━━━ Records for this task ━━━

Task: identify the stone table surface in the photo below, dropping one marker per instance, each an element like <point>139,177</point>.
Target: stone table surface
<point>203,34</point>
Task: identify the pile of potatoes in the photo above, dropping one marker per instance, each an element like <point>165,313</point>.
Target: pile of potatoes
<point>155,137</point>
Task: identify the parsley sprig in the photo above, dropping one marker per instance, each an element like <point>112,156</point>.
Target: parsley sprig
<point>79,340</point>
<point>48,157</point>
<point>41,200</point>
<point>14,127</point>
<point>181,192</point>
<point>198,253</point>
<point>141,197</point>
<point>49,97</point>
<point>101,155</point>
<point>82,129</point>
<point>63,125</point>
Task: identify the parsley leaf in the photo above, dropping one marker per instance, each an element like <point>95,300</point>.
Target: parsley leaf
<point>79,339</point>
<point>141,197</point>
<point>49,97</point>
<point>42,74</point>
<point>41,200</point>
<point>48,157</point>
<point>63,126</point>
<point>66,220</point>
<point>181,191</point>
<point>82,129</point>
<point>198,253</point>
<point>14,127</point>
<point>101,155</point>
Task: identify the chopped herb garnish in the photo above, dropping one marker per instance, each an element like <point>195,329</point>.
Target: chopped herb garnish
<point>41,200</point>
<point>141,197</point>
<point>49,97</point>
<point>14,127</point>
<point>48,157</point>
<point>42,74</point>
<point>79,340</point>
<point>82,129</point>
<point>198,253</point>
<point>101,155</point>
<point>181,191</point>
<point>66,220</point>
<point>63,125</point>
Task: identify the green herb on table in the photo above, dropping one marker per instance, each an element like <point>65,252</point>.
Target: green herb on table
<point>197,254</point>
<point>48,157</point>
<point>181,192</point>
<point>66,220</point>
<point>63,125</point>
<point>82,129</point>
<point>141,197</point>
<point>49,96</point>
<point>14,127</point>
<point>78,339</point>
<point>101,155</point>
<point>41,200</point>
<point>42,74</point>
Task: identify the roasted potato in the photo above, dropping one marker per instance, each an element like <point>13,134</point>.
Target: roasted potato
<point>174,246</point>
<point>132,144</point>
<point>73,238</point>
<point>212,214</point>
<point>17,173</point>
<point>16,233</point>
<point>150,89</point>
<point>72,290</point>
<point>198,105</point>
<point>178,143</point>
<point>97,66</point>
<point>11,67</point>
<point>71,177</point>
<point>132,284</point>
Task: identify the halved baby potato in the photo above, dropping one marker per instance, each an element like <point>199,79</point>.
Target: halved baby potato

━━━

» **Exercise**:
For the material above, reproduce exactly the lines from the line with "Target: parsley sprig" to the line with "Task: identify the parsley leaf", inclusive, and exclude all others.

» **Answer section**:
Target: parsley sprig
<point>79,340</point>
<point>48,157</point>
<point>41,200</point>
<point>14,127</point>
<point>181,192</point>
<point>198,253</point>
<point>141,197</point>
<point>49,97</point>
<point>101,155</point>
<point>82,129</point>
<point>63,125</point>
Task: identify the parsley leaf in the photo above, dropping one marker per instance, each an element like <point>95,300</point>.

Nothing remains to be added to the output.